● **Excerpt provided**:
★ ★ ★ ★ ★ ★ ★
It’s a pretty tight budget given the amount being paid to 3 players. Arte is going to have to open up his wallet big time if they want to win. I see them needing $60 million or so to get the pitching they desperately need.
Yup. The trouble with the Angels is not that Arte is “cheap” or there isn’t enough spending in general, but mainly that it’s not efficiently allocated. Arte says, correctly, that the payroll is plenty big, but we want to pay the top stars at a rate similar to the biggest spenders, then get gun shy at spending at lower tiers. So we fall just short of being the very top spenders, with a very unbalanced team. I remain convinced that quality roster depth (at all levels) gets you 95% or more to the championship. A few big stars may take up a large chunk of the payroll, but they only supply a few %’s ( and not even 5%–the last 1-2% is luck.). If you have a few big stars, but not organizational depth, then, well then you have the Angels of the last decade or so
We are on the same page. Ownership needs to pick a financial strategy. At this point Arte is an extremely generous spender on one hand and very frugal in other ways. It’s penny wise and pound foolish.
If you are going to be a spender and invest $100 million per season on 3 players, then you probably should not expect to be able to successfully field the 23 other players on the roster for $80 million including quality starting pitching and a lockdown bullpen. That’s an average of $2.5 million per player. Unless you have a stable of great young players at the major league minimum (which the Angels do not) that approach of being partly generous and partly cheap will not work.
Arte has put himself in the big spender box. So be a big spender all the way. Go all in and see what happens.
But a mixed approach will result in the team remaining mired in the midlife the pack.
“Penny wise and pound foolish” is a good way to describe Arte.
★ ★ ★ ★ ★ ★ ★
● **Exercise set**:
a: Please rewrite the paragraph of the Angels payroll discussion that begins "If you are going to be a spender" as a short bulleted list that keeps its main facts.
b: List every dollar amount in the Angels payroll discussion.
c: Answer these from the Angels payroll discussion:
(i) How many players does the first comment say are being paid a large amount?
(ii) How far toward the championship does the second comment say quality roster depth gets a team?
(iii) What phrase is used more than once to describe Arte's approach?
The records play no part in this work.
★ ★ ★ ★ ★ ★ ★
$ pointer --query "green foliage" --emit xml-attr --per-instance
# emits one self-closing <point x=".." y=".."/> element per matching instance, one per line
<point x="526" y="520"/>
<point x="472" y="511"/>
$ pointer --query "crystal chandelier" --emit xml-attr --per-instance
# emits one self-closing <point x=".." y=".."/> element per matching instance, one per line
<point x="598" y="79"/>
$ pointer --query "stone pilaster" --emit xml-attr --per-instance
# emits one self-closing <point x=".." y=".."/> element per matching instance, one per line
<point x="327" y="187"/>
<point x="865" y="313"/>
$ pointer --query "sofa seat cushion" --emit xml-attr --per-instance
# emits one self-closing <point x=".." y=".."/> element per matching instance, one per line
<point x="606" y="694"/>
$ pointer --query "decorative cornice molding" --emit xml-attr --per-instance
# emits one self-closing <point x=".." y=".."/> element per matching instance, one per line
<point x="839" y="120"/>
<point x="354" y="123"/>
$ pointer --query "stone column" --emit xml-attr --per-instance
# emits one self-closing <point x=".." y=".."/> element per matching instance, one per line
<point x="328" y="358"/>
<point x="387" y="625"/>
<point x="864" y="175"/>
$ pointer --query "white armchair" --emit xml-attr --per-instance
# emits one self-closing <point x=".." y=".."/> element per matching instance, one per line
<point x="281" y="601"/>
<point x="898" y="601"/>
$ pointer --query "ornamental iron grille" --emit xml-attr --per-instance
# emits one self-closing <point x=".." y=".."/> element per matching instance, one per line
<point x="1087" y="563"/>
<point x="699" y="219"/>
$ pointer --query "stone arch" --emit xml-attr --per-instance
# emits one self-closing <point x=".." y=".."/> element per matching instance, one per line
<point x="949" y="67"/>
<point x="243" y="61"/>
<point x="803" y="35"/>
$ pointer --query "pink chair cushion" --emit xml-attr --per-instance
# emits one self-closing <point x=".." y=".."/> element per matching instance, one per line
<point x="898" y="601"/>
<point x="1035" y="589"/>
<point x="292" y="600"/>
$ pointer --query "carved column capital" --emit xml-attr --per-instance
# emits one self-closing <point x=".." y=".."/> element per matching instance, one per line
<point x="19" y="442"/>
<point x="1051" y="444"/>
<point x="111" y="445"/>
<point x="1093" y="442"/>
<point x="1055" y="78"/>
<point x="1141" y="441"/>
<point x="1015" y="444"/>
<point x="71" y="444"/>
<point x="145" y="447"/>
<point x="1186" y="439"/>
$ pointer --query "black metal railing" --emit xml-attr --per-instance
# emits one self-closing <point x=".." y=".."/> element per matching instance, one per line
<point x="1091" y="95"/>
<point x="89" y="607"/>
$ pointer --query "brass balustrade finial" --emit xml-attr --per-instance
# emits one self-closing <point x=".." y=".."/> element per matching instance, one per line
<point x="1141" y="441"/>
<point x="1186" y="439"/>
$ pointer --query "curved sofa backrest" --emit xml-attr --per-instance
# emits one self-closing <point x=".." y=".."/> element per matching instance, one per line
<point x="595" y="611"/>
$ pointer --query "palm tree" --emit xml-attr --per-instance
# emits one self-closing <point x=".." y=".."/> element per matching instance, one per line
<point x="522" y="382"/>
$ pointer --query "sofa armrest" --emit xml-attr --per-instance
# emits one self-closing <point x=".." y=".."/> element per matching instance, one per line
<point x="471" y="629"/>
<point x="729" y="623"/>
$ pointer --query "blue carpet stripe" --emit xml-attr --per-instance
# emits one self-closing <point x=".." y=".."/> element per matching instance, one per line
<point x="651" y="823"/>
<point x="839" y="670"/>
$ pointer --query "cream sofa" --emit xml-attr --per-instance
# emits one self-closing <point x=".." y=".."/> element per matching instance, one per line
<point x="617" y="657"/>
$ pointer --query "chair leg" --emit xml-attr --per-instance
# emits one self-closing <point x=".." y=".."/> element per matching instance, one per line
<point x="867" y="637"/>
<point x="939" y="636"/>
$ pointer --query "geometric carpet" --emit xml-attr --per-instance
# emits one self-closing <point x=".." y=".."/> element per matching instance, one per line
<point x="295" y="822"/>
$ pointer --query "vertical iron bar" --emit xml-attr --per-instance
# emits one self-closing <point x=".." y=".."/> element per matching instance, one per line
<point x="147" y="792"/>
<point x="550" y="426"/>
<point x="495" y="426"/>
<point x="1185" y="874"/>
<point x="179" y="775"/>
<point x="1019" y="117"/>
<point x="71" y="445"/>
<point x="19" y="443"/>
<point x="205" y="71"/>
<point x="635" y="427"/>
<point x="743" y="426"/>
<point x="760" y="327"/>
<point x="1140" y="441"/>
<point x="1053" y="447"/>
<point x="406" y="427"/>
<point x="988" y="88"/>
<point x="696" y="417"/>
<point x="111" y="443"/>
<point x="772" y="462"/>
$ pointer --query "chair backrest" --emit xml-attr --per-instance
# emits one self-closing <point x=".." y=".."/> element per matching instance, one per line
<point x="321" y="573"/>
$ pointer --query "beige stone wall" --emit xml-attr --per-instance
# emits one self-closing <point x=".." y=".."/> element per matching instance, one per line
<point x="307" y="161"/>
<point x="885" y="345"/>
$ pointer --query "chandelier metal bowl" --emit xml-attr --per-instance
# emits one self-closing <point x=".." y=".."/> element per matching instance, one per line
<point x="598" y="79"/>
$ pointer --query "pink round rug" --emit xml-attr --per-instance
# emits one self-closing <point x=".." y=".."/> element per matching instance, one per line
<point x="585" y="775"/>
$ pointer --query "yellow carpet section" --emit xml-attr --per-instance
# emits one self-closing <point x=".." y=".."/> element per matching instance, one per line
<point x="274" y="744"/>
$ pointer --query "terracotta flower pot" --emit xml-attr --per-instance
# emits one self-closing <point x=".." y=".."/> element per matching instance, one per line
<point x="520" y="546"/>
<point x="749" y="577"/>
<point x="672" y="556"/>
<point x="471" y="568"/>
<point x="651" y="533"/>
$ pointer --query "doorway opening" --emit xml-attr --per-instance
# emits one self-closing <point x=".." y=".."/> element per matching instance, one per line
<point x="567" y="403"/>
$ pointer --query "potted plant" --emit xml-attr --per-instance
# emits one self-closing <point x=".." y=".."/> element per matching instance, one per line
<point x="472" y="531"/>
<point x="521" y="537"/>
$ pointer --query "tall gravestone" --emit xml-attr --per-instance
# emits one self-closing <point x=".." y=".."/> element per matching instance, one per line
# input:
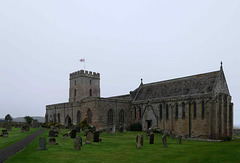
★ ★ ★ ★ ★ ★ ★
● **Outputs in order**:
a:
- Spending $100 million per season on 3 players leaves about $80 million for the other 23 players on the roster.
- That $80 million would have to cover quality starting pitching and a lockdown bullpen.
- This works out to an average of $2.5 million per player.
- Without a stable of great young players at the major league minimum, which the Angels lack, being partly generous and partly cheap will not work.

b:
- $60 million
- $100 million
- $80 million
- $2.5 million

c:
(i) 3 players.
(ii) 95% or more.
(iii) "Penny wise and pound foolish."